- [PAGE TEXT]
──────

Originally published by Gov. Jay Inslee
Gov. Jay Inslee signed HB 1372 on April 14, which will place a statue of tribal leader Billy Frank Jr. in the National Statuary Hall. Inslee was joined by members of Frank’s family, tribal and community members, Lt. Gov. Denny Heck and Rep. Debra Lekanoff when he signed the bill in a ceremony at Wa He Lut Indian School in Olympia.
“Billy Frank Jr.’s legacy should inspire Washingtonians to have open discussions about our place in the world, both what we take from the earth and what we give back. And it reaffirms certain truths as old as the Nisqually Tribe itself: That the environment is not just a resource; it is our home, and we must protect it,” Inslee said.
Frank’s statue will replace Marcus Whitman as one of Washington’s two statues represented in the U.S. Capitol. Mother Joseph Pariseau is the other statue representing Washington state in the U.S. Capitol. Mother Joseph’s statue was placed in 1980. Replicas of both statues are in the Washington State Capitol Building in Olympia.

──────

- [DATASET EXTRACT]

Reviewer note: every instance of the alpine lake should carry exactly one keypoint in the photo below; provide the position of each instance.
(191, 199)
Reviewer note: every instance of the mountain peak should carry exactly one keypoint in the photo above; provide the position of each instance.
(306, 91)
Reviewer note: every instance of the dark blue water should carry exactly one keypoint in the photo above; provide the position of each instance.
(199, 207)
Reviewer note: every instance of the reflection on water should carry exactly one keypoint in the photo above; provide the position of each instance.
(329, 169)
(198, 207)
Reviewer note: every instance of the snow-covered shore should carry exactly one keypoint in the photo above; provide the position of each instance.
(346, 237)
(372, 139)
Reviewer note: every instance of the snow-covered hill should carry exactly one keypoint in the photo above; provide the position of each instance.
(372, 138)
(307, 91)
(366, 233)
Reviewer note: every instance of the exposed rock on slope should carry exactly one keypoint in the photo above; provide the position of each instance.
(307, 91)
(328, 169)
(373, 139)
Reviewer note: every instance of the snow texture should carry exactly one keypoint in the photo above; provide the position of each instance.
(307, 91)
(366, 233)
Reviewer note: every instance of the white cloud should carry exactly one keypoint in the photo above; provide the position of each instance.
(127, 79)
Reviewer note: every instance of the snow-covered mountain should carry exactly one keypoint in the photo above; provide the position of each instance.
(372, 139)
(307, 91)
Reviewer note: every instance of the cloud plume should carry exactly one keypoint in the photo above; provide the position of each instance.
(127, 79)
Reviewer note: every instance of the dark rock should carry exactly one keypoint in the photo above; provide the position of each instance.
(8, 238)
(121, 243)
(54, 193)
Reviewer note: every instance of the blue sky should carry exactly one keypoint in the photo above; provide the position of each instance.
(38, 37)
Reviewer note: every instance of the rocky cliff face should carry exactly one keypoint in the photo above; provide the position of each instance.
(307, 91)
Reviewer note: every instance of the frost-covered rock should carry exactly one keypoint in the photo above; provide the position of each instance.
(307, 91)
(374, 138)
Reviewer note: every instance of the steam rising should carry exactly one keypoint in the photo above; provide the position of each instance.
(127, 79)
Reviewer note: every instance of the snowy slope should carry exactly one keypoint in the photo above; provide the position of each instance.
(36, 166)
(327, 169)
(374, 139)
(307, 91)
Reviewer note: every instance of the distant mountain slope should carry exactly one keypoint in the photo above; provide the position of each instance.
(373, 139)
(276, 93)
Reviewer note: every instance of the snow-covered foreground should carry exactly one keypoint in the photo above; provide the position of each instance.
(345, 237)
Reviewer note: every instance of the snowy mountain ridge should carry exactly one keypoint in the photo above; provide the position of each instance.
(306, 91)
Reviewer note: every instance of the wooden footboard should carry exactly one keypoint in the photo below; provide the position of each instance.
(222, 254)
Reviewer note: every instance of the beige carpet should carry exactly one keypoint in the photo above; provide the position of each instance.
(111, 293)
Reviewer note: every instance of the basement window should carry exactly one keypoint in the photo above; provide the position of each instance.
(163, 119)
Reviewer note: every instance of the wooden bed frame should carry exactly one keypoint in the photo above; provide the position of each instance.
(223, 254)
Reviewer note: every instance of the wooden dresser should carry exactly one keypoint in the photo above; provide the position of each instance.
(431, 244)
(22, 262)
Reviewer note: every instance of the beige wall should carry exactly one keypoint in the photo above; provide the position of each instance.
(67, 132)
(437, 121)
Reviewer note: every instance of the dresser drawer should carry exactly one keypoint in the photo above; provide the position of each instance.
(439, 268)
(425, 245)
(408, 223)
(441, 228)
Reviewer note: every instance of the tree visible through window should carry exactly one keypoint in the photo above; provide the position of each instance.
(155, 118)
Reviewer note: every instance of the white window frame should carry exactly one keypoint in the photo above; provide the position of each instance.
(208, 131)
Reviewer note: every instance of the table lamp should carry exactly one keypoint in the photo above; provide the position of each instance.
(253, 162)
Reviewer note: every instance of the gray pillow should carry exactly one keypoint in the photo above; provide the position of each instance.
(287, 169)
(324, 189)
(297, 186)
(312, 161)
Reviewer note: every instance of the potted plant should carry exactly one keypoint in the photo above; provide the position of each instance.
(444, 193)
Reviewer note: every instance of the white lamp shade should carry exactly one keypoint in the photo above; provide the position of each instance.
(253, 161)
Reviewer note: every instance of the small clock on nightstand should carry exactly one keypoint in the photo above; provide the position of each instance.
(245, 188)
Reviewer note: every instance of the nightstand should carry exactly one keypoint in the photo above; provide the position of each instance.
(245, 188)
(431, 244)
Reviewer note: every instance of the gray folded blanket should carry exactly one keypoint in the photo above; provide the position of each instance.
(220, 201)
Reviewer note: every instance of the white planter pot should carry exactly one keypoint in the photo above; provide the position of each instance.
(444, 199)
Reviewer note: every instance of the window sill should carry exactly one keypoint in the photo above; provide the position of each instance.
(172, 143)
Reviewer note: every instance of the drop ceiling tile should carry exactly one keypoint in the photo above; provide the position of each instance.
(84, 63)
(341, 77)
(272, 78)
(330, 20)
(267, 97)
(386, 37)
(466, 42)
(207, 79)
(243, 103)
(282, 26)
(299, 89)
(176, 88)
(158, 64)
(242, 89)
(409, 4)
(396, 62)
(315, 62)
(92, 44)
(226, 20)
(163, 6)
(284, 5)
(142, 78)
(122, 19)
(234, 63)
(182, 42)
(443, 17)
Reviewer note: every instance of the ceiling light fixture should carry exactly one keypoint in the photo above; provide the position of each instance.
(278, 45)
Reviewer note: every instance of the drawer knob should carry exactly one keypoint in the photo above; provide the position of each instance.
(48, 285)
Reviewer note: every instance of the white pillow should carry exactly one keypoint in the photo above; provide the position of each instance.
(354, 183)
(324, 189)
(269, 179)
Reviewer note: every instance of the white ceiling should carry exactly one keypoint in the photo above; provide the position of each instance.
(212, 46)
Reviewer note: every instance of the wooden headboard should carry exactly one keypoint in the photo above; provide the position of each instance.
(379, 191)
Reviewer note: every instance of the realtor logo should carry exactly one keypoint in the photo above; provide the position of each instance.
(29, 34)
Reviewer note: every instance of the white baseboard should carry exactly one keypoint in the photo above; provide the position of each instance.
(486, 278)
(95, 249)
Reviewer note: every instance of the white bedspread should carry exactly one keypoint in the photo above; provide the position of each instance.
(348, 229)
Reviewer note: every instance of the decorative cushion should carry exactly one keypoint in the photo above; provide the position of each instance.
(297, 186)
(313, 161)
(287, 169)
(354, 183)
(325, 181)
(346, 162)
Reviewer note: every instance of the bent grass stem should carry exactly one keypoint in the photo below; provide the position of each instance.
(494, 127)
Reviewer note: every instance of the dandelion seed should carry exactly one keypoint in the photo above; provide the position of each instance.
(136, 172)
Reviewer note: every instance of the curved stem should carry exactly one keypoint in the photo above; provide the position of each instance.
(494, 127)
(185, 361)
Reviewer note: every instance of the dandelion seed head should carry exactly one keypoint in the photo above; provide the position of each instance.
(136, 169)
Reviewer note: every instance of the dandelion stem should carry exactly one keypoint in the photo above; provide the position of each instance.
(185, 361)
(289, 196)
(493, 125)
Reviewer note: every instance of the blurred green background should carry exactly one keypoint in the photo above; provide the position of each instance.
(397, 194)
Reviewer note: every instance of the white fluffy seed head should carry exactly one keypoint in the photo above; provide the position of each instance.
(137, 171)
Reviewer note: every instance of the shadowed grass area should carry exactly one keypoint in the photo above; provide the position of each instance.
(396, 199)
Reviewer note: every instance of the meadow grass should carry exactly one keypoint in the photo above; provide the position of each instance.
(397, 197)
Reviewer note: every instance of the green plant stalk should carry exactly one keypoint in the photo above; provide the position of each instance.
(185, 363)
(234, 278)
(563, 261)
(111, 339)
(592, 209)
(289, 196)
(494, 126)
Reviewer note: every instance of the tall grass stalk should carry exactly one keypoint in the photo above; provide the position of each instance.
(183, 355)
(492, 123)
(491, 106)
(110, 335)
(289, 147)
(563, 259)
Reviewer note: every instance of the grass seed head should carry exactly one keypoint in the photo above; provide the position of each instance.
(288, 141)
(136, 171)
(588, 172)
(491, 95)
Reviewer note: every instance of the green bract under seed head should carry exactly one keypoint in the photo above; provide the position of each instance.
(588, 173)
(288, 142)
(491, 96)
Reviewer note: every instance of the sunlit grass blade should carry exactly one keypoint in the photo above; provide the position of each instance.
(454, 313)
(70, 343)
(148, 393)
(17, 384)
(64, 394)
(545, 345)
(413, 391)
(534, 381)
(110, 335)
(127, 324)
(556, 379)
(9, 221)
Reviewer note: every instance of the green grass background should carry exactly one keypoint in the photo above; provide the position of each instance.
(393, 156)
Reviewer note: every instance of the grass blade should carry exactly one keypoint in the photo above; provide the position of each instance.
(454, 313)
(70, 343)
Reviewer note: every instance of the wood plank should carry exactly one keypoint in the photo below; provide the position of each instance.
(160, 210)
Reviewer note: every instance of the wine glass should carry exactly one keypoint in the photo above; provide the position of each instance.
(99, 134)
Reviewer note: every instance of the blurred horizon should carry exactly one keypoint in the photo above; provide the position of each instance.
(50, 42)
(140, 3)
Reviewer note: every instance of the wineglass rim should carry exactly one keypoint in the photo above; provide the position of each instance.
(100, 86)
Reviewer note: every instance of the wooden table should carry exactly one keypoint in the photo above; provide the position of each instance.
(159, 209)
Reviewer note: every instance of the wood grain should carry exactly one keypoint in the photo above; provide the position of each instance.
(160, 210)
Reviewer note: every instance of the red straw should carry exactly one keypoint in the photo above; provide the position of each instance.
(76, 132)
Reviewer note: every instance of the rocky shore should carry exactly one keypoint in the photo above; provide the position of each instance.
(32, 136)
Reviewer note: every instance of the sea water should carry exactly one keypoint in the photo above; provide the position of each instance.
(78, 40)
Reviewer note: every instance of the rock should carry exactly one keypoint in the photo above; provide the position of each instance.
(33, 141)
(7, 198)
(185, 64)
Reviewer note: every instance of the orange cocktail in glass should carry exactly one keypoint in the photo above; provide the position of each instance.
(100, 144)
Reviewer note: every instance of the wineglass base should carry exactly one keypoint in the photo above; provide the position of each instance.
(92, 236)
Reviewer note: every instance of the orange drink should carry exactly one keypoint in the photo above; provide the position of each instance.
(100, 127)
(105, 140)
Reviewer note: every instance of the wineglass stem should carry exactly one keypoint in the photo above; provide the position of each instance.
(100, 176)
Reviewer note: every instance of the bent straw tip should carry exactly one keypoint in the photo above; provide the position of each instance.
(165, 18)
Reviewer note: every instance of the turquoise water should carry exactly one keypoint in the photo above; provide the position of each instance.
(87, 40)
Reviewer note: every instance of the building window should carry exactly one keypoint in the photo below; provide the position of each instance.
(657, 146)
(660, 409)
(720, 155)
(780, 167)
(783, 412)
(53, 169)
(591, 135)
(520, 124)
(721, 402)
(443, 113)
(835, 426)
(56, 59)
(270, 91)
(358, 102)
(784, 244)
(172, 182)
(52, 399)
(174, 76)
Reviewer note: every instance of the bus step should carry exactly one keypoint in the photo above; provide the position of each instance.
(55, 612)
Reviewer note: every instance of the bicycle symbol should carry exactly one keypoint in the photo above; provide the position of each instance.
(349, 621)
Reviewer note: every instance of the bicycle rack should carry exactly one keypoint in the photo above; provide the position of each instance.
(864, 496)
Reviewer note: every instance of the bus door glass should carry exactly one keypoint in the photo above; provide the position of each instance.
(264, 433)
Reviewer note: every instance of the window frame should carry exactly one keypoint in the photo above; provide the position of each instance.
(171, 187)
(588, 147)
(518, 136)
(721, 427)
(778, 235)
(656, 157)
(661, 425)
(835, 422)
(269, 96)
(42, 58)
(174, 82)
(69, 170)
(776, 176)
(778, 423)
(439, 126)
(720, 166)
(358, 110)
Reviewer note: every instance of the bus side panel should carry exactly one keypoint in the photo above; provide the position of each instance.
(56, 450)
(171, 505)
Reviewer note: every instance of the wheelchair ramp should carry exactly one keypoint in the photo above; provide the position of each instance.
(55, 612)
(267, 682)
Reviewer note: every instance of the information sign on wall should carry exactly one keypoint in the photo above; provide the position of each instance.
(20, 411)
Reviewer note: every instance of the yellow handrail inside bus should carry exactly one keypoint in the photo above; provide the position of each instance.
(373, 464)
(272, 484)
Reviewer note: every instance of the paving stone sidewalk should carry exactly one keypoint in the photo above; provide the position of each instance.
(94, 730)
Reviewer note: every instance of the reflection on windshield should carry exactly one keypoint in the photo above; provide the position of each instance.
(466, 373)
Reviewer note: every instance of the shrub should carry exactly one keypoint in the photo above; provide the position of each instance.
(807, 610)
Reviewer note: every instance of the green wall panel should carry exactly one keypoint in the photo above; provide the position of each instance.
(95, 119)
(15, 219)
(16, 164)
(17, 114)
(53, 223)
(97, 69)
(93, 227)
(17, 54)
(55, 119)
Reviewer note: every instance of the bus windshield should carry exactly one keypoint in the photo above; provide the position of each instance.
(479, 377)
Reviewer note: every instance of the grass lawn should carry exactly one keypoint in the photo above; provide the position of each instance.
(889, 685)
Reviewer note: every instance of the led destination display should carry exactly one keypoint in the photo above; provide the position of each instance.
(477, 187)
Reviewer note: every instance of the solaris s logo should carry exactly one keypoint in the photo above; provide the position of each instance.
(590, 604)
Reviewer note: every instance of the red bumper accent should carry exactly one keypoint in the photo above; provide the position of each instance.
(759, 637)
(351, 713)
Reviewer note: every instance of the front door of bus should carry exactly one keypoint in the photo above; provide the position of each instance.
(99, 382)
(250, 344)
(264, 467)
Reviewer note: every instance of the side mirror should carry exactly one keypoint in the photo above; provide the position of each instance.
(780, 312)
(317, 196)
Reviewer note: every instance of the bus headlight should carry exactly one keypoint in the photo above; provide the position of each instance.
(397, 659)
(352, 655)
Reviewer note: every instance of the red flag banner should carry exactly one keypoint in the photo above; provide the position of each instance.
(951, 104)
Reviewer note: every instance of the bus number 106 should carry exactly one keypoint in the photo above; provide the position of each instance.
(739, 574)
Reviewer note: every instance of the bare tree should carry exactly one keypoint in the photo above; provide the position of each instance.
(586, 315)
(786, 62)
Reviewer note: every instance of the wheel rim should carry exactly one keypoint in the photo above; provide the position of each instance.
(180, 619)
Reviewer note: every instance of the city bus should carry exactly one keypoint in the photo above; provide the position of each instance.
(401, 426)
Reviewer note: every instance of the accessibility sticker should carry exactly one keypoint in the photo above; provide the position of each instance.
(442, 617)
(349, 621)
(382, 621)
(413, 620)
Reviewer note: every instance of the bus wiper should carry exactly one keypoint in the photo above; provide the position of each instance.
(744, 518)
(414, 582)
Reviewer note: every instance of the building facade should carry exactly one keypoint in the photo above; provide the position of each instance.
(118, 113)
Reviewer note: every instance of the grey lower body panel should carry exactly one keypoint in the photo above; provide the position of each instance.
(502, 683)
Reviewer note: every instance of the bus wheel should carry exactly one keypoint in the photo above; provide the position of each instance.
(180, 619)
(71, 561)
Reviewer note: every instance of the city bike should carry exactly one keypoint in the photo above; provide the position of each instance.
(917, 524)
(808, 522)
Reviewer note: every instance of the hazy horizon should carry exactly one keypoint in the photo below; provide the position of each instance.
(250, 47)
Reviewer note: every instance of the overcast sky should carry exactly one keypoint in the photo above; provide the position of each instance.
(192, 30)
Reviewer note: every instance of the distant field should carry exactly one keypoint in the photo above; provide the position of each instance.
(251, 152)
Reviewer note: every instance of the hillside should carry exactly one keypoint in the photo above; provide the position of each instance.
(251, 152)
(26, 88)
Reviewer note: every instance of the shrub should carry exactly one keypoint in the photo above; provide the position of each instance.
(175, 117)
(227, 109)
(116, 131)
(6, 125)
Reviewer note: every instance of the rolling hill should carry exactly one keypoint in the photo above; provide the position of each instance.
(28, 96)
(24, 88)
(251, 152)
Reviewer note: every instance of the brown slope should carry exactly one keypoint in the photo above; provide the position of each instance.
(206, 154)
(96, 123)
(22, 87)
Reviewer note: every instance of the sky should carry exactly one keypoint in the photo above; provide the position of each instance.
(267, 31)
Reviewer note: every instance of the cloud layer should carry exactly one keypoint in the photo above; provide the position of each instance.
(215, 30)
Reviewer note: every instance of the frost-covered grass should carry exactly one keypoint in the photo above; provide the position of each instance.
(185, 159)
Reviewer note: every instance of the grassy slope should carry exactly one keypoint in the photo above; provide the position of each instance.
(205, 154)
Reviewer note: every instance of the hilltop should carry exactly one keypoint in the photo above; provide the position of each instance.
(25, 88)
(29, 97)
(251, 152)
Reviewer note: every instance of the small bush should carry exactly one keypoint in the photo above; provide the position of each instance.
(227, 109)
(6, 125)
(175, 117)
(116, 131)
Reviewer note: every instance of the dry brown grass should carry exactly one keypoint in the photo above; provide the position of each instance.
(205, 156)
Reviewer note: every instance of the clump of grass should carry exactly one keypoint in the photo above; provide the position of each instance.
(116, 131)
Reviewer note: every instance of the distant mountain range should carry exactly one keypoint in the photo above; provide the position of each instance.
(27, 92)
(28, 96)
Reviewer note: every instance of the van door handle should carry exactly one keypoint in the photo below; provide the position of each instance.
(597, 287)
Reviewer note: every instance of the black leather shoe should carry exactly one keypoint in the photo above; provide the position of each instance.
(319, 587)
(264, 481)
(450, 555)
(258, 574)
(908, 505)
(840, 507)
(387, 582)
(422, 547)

──────

- [THE REQUEST] Continue the article on the Billy Frank Jr. statue bill, starting after its final sentence. The entries are not needed for this work.

- [THE ANSWER]
“Billy Frank Jr. walked every watershed to the east and west of the mountains. He stood in every river, wishing for the salmon to come home, and then took action by collaborating with local, tribal, state, and federal communities to rise and stand together,” said Rep. Lekanoff, sponsor of HB 1372 and the only Native American currently serving in the Washington State Legislature. “His story is one of a dedicated advocate who stood against persecution and fought for equality and justice, and to protect our water, land, and air for the generations to come. His statue will serve to honor his legacy and as a call to action for all who see it.”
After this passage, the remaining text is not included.